_ACTIVITY_: Please output each entry in the material beneath exactly as shown.

_PROVIDED RECORDS_:
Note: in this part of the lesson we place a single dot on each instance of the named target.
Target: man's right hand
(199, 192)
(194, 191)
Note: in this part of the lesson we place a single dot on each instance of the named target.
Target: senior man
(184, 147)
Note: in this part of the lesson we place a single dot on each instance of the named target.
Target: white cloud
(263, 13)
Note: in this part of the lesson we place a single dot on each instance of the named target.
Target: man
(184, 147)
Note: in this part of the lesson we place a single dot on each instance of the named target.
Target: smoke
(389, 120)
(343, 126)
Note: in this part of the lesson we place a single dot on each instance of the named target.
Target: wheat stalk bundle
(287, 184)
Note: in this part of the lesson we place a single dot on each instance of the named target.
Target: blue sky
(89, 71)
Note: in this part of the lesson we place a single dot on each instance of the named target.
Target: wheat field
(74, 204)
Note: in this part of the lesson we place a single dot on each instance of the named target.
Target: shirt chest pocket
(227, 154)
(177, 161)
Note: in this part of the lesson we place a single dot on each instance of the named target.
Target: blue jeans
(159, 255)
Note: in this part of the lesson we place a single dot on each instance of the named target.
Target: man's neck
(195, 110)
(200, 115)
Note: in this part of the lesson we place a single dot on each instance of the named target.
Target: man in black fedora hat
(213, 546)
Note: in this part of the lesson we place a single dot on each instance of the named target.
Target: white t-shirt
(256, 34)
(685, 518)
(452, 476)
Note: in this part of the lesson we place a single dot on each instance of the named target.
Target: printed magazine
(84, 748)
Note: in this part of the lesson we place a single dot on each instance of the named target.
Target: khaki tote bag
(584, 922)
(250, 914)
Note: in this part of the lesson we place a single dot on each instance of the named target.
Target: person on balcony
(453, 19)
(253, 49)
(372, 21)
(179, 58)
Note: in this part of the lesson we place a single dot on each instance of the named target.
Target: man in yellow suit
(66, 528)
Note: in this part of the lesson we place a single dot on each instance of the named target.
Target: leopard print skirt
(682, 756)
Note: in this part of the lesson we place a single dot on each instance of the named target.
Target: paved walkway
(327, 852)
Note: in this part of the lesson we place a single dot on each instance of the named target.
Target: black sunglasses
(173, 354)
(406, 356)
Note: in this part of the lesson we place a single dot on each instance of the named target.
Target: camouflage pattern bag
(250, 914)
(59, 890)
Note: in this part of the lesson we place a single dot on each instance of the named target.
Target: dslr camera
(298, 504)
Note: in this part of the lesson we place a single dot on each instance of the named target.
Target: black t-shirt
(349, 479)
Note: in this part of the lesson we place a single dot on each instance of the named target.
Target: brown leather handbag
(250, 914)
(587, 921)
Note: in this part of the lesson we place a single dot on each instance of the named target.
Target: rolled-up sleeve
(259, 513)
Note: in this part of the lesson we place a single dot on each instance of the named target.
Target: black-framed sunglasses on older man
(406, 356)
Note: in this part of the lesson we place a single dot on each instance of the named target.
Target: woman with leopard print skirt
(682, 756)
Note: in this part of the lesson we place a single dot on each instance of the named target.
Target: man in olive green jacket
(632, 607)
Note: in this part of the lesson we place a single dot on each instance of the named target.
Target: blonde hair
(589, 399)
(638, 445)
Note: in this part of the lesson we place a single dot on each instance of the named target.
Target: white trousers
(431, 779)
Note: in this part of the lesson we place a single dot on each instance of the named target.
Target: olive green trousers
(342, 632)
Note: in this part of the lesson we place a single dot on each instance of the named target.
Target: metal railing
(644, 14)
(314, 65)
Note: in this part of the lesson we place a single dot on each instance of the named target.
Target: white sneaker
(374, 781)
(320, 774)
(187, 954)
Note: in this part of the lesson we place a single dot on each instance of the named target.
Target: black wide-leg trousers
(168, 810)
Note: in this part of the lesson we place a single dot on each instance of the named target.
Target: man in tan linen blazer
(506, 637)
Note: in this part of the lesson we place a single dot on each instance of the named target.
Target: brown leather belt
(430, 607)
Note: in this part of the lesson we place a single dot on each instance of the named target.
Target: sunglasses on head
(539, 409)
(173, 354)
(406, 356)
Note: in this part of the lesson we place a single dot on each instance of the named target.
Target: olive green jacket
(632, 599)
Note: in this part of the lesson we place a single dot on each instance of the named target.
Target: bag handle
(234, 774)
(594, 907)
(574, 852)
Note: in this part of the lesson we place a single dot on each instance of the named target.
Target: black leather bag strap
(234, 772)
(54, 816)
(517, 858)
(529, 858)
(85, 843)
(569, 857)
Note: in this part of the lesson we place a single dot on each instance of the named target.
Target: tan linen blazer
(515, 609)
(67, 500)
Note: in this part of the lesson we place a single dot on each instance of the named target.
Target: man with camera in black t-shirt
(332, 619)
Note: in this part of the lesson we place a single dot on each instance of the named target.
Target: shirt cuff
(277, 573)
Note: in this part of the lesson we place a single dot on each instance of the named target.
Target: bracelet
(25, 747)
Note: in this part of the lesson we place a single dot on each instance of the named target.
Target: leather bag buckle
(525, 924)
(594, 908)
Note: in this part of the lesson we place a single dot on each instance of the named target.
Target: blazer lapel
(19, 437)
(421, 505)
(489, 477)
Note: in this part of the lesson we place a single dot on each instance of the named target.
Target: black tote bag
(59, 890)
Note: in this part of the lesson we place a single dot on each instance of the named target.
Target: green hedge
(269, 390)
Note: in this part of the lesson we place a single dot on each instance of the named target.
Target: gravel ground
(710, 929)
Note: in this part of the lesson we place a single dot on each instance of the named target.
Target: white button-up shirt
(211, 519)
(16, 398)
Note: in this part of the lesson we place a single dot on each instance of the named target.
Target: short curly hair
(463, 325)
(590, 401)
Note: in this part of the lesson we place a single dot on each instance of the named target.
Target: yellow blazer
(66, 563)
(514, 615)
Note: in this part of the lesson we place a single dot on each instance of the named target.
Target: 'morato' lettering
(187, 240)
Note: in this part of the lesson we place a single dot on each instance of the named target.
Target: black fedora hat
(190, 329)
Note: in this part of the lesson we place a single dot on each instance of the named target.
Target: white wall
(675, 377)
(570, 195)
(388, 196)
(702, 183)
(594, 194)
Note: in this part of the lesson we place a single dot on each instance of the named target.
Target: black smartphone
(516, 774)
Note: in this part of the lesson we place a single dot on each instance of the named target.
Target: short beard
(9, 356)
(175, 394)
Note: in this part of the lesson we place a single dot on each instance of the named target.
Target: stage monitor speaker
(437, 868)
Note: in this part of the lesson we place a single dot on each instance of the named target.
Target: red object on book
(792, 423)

_TASK RESPONSE_:
Note: in this part of the lesson we place a single dot on each instance of the named target.
Target: man's right hand
(199, 192)
(194, 191)
Note: in this part of the lesson we place a single dot on each instance of the named target.
Target: senior man
(184, 147)
Note: in this part of the lesson we place a single dot on each instance of the named target.
Target: white cloud
(263, 13)
Note: in this part of the lesson we place a single dot on each instance of the named target.
Target: man
(184, 147)
Note: in this part of the lesson we place a single dot on each instance of the named target.
Target: smoke
(389, 120)
(343, 126)
Note: in this part of the lesson we place a single dot on each instance of the named target.
Target: wheat stalk bundle
(287, 184)
Note: in this part of the lesson we place a single dot on each instance of the named target.
Target: blue sky
(89, 71)
Note: in this part of the lesson we place a single dot on each instance of the named target.
Target: wheat field
(74, 204)
Note: in this part of the lesson we place a single dot on each instance of the named target.
Target: shirt chest pocket
(227, 154)
(177, 161)
Note: in this part of the lesson we place a single dot on each instance of the named target.
Target: blue jeans
(159, 255)
Note: in this part of the lesson we place a single dot on each instance of the named target.
Target: man's neck
(195, 110)
(200, 115)
Note: in this part of the lesson we place a single dot on each instance of the named target.
Target: man in black fedora hat
(213, 546)
Note: in this part of the lesson we place a single dot on each instance of the named target.
Target: white t-shirt
(256, 34)
(685, 518)
(452, 476)
Note: in this part of the lesson we place a single dot on each instance of the named target.
Target: printed magazine
(84, 748)
Note: in this part of the lesson we place a single dot on each instance of the named target.
Target: khaki tote bag
(584, 922)
(250, 914)
Note: in this part of the lesson we place a single dot on each instance of the named target.
Target: person on balcony
(453, 19)
(253, 49)
(372, 21)
(179, 58)
Note: in this part of the lesson we place a single dot on each instance of the named target.
Target: man in yellow suit
(66, 528)
Note: in this part of the lesson we place a single dot on each instance of the named target.
Target: leopard print skirt
(682, 756)
Note: in this part of the lesson we place a single dot on each instance of the named target.
Target: paved walkway
(327, 852)
Note: in this part of the lesson we place a single dot on each instance of the named target.
Target: black sunglasses
(173, 354)
(406, 356)
Note: in this part of the lesson we place a single dot on each instance of the named target.
Target: camouflage pattern bag
(250, 914)
(59, 890)
Note: in this part of the lesson we place a single dot on each instance of the named target.
Target: dslr camera
(298, 504)
Note: in this part of the lesson we place a single dot on each instance of the named target.
Target: black t-shirt
(349, 479)
Note: in this part of the lesson we place a single dot on each instance of the named target.
Target: brown leather handbag
(250, 914)
(587, 921)
Note: in this part of the lesson we place a single dot on each instance of the named target.
Target: rolled-up sleeve
(259, 513)
Note: in this part of the lesson we place a single dot on each instance of the named target.
Target: black-framed sunglasses on older man
(406, 356)
Note: in this part of the lesson we place a single dot on each instance of the named target.
Target: woman with leopard print skirt
(682, 756)
Note: in this part of the lesson we place a single dot on each instance of the named target.
Target: man in olive green jacket
(632, 607)
Note: in this part of the lesson we place a single dot on each instance of the named target.
Target: blonde hair
(589, 399)
(638, 445)
Note: in this part of the lesson we place a single dot on each instance of the named target.
Target: white trousers
(431, 779)
Note: in this part of the lesson we place a single dot on each instance of the named target.
Target: olive green trousers
(342, 632)
Note: in this part of the lesson we place a single dot on each instance of the named target.
Target: metal railing
(644, 14)
(314, 65)
Note: in this part of the lesson we place a single dot on each instance of the named target.
Target: white sneaker
(374, 781)
(320, 774)
(187, 954)
Note: in this part of the lesson we place a single dot on each instance of the named target.
Target: black wide-leg trousers
(168, 810)
Note: in this part of the lesson we place a single dot on each instance of the named target.
Target: man in tan linen blazer
(506, 637)
Note: in this part of the lesson we place a single dot on each instance of the named target.
Target: brown leather belt
(430, 607)
Note: in this part of the lesson we place a single dot on each instance of the named target.
Target: sunglasses on head
(539, 409)
(173, 354)
(406, 356)
Note: in this part of the lesson we place a single dot on each instance of the named target.
Target: olive green jacket
(632, 599)
Note: in this part of the lesson we place a single dot on each instance of the named target.
Target: bag handle
(234, 774)
(594, 907)
(574, 852)
Note: in this part of the lesson we place a single dot on each instance of the named target.
Target: black leather bag strap
(234, 772)
(54, 816)
(517, 858)
(529, 858)
(85, 843)
(569, 857)
Note: in this part of the lesson we place a single dot on each instance of the named target.
Target: tan linen blazer
(515, 609)
(67, 500)
Note: in this part of the lesson we place a single dot on each instance of the named target.
Target: man with camera in black t-shirt
(332, 619)
Note: in this part of the lesson we place a single dot on each instance of the named target.
Target: shirt cuff
(277, 573)
Note: in this part of the lesson we place a single dot on each instance of the named target.
Target: bracelet
(25, 747)
Note: in this part of the lesson we place a single dot on each instance of the named target.
Target: leather bag buckle
(525, 924)
(594, 908)
Note: in this part of the lesson we place a single dot on each instance of the named target.
Target: blazer lapel
(19, 437)
(421, 505)
(489, 477)
Note: in this part of the lesson we place a single dot on each instance of the named target.
Target: black tote bag
(59, 890)
Note: in this part of the lesson we place a single dot on each instance of the named target.
Target: green hedge
(269, 390)
Note: in this part of the lesson we place a single dot on each instance of the named target.
Target: gravel ground
(710, 929)
Note: in this part of the lesson we place a single dot on each instance of the named target.
Target: white button-up shirt
(211, 519)
(16, 398)
Note: in this part of the lesson we place a single dot on each instance of the named target.
Target: short curly hair
(463, 325)
(590, 401)
Note: in this part of the lesson we place a single dot on each instance of the named target.
Target: yellow blazer
(66, 563)
(514, 615)
Note: in this part of the lesson we place a single dot on each instance of the named target.
Target: 'morato' lettering
(187, 240)
Note: in this part of the lesson we place a single dot on each instance of the named target.
Target: black fedora hat
(190, 329)
Note: in this part of the lesson we place a single dot on each instance of the named target.
Target: white wall
(675, 377)
(570, 195)
(388, 196)
(702, 183)
(594, 194)
Note: in this part of the lesson we place a single dot on each instance of the named target.
Target: black smartphone
(516, 774)
Note: in this part of the lesson we place a single dot on each instance of the named target.
Target: short beard
(9, 356)
(175, 394)
Note: in this part of the lesson we place a single dot on each instance of the named target.
Target: stage monitor speaker
(437, 868)
Note: in this part of the lesson we place a single dot on each instance of the named target.
Target: red object on book
(792, 423)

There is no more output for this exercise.